### [Given data]
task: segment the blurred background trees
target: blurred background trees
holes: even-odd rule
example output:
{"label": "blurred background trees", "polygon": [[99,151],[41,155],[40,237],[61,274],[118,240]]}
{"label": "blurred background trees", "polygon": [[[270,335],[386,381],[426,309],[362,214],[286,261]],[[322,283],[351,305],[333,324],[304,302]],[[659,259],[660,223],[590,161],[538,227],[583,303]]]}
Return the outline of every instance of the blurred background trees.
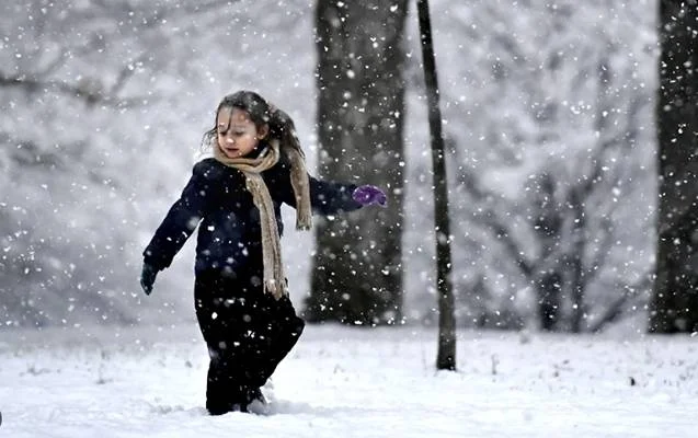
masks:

### [Task to carry out]
Copy out the items above, swapping every "blurred background trees" for "out-of-focus trees" and changing nothing else. Leave the pictures out.

### [Exercise response]
task: segment the out-of-focus trees
target: out-of-focus trees
holes: even-odd rule
example output:
{"label": "out-of-focus trees", "polygon": [[99,151],[41,155],[40,237],[61,274],[118,240]]}
{"label": "out-of-focus trees", "polygon": [[[270,335],[386,381],[426,309],[362,214],[286,261]],[[322,283],[351,305],[333,324],[304,302]],[[659,259],[660,223],[590,161],[538,227],[583,303]]]}
Return the outline of every instance of the out-of-focus trees.
masks:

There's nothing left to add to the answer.